■ **Records to process**

<<<<

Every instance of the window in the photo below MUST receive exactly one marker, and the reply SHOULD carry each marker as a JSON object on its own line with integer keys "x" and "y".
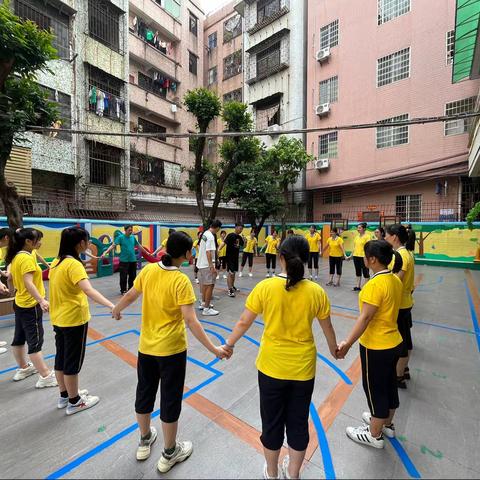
{"x": 393, "y": 67}
{"x": 193, "y": 24}
{"x": 409, "y": 207}
{"x": 212, "y": 41}
{"x": 329, "y": 90}
{"x": 329, "y": 35}
{"x": 104, "y": 23}
{"x": 390, "y": 9}
{"x": 328, "y": 145}
{"x": 266, "y": 9}
{"x": 105, "y": 164}
{"x": 232, "y": 28}
{"x": 47, "y": 18}
{"x": 450, "y": 46}
{"x": 232, "y": 65}
{"x": 192, "y": 63}
{"x": 391, "y": 136}
{"x": 234, "y": 96}
{"x": 457, "y": 127}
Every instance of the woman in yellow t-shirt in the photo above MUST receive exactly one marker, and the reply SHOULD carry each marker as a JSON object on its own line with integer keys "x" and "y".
{"x": 397, "y": 236}
{"x": 287, "y": 357}
{"x": 377, "y": 331}
{"x": 70, "y": 289}
{"x": 336, "y": 256}
{"x": 30, "y": 304}
{"x": 167, "y": 306}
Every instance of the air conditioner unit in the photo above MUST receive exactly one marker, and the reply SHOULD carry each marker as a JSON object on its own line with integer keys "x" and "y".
{"x": 321, "y": 163}
{"x": 322, "y": 109}
{"x": 323, "y": 54}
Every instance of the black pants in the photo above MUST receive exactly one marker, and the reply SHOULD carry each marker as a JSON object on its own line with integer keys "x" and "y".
{"x": 127, "y": 269}
{"x": 271, "y": 261}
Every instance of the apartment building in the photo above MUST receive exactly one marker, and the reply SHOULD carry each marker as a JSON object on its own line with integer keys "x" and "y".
{"x": 386, "y": 61}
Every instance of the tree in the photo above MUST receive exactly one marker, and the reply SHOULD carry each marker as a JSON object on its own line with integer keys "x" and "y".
{"x": 24, "y": 50}
{"x": 287, "y": 158}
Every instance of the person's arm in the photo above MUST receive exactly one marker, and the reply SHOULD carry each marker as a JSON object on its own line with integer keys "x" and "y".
{"x": 32, "y": 290}
{"x": 191, "y": 321}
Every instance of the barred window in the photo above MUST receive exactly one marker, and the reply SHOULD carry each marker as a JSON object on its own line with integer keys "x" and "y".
{"x": 47, "y": 18}
{"x": 391, "y": 136}
{"x": 329, "y": 35}
{"x": 390, "y": 9}
{"x": 104, "y": 23}
{"x": 393, "y": 67}
{"x": 329, "y": 90}
{"x": 232, "y": 65}
{"x": 457, "y": 127}
{"x": 328, "y": 145}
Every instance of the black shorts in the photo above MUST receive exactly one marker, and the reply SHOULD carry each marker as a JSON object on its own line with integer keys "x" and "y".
{"x": 360, "y": 267}
{"x": 70, "y": 343}
{"x": 336, "y": 263}
{"x": 379, "y": 376}
{"x": 284, "y": 405}
{"x": 404, "y": 320}
{"x": 28, "y": 328}
{"x": 170, "y": 373}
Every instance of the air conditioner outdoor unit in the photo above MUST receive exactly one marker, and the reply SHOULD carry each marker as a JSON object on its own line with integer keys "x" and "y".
{"x": 323, "y": 54}
{"x": 322, "y": 109}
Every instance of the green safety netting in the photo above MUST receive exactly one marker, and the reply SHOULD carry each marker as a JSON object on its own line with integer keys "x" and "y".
{"x": 466, "y": 35}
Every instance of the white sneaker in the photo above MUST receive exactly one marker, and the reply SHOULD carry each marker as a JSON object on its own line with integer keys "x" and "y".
{"x": 49, "y": 381}
{"x": 362, "y": 435}
{"x": 388, "y": 431}
{"x": 85, "y": 402}
{"x": 182, "y": 451}
{"x": 144, "y": 446}
{"x": 23, "y": 373}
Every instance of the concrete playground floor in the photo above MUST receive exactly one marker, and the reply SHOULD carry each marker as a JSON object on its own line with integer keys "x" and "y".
{"x": 438, "y": 422}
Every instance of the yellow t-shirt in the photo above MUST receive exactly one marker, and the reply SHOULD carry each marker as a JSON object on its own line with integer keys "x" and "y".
{"x": 359, "y": 245}
{"x": 23, "y": 263}
{"x": 384, "y": 291}
{"x": 335, "y": 246}
{"x": 165, "y": 290}
{"x": 68, "y": 303}
{"x": 251, "y": 245}
{"x": 287, "y": 349}
{"x": 313, "y": 241}
{"x": 272, "y": 245}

>>>>

■ **Work to be completed**
Print the records above verbatim, minus any pictures.

■ **Worked solution**
Every instance of the window in the photo below MUST receive exactly one marker, and the reply SHOULD carry each marker as a JSON object on its own line with integer keys "x" and "y".
{"x": 393, "y": 67}
{"x": 193, "y": 24}
{"x": 409, "y": 207}
{"x": 212, "y": 41}
{"x": 329, "y": 90}
{"x": 329, "y": 35}
{"x": 104, "y": 23}
{"x": 390, "y": 9}
{"x": 328, "y": 145}
{"x": 266, "y": 9}
{"x": 105, "y": 164}
{"x": 232, "y": 28}
{"x": 47, "y": 18}
{"x": 450, "y": 46}
{"x": 232, "y": 65}
{"x": 192, "y": 63}
{"x": 391, "y": 136}
{"x": 234, "y": 96}
{"x": 457, "y": 127}
Every instance of the woman in yellow t-shirt in the photo above MUST receive exactly one marker, and the reply SHOULD carry each marker as a JSON object on its own line with integer keys "x" and "y".
{"x": 397, "y": 236}
{"x": 287, "y": 357}
{"x": 377, "y": 331}
{"x": 70, "y": 289}
{"x": 336, "y": 256}
{"x": 30, "y": 304}
{"x": 167, "y": 306}
Every instance of the air conditioner unit in the photo above MUST receive exactly one marker, and the reply SHOULD carry each marker as a JSON object on its own line with integer keys "x" and "y".
{"x": 321, "y": 163}
{"x": 322, "y": 109}
{"x": 323, "y": 54}
Every instance of the black pants in the photo above MUST receive exactly one marker, and the reply SHOULD carry each marker as a JSON object on its own line with integer keys "x" and "y".
{"x": 127, "y": 269}
{"x": 271, "y": 261}
Every instance of the apartment building in the photo above MUST receive exactly one marker, and the reply SHOULD carry each marker as a JSON object on its own line with integer keys "x" and "y".
{"x": 386, "y": 61}
Every instance of the tree in the photo above MUST receive exactly one marker, and the reply SHOULD carry each marker as a JSON object on its own line with integer keys "x" and "y".
{"x": 24, "y": 50}
{"x": 287, "y": 158}
Every instance of the person's arm in the photo above MUST receive exactly one marker, and the reply SHOULD carry each marker as a JSON object on its own line with integer keys "x" and "y".
{"x": 32, "y": 290}
{"x": 191, "y": 321}
Every instance of the barred window in the photo above MUST receive exactly one marker, and the reply SHOULD carry each marker as a JSON object on its own line with integer keys "x" and "y".
{"x": 47, "y": 18}
{"x": 391, "y": 136}
{"x": 329, "y": 35}
{"x": 390, "y": 9}
{"x": 104, "y": 23}
{"x": 393, "y": 67}
{"x": 329, "y": 90}
{"x": 232, "y": 65}
{"x": 457, "y": 127}
{"x": 328, "y": 145}
Every instance of the black shorts in the photo above MUST receive exactly one marker, and the reply SHOULD carry each marker as a JSON object on its own line with integer keys "x" and "y".
{"x": 360, "y": 267}
{"x": 70, "y": 343}
{"x": 336, "y": 263}
{"x": 379, "y": 376}
{"x": 284, "y": 405}
{"x": 404, "y": 320}
{"x": 28, "y": 328}
{"x": 170, "y": 373}
Every instance of the air conditioner outdoor unit in the photo above MUST receive exactly one marker, and the reply SHOULD carry each marker as a JSON object on its own line with integer keys "x" and "y".
{"x": 323, "y": 54}
{"x": 322, "y": 109}
Every instance of the green safety netting in the photo above MUST receive exactly one marker, and the reply SHOULD carry each marker as a JSON object on its own line with integer keys "x" and "y".
{"x": 466, "y": 35}
Every instance of the white sneaker in the photo above MUST receive exactly one marker, and the reply SHOULD carry each marker as a JSON object on its own line with integer keys "x" and "y".
{"x": 49, "y": 381}
{"x": 362, "y": 435}
{"x": 388, "y": 431}
{"x": 85, "y": 402}
{"x": 182, "y": 451}
{"x": 144, "y": 446}
{"x": 23, "y": 373}
Every instance of the concrete playground floor in the photo above MUST receive exactly one marker, and the reply SHOULD carry each marker as a JSON object on its own line with integer keys "x" and "y".
{"x": 438, "y": 422}
Every instance of the yellow t-shirt in the photo above MUST receive exactly one marker, and the reply SHOULD carry each marker as a JSON object on its own line with integer keys "x" and "y".
{"x": 359, "y": 245}
{"x": 23, "y": 263}
{"x": 384, "y": 291}
{"x": 335, "y": 246}
{"x": 165, "y": 290}
{"x": 68, "y": 303}
{"x": 251, "y": 245}
{"x": 287, "y": 349}
{"x": 313, "y": 241}
{"x": 272, "y": 245}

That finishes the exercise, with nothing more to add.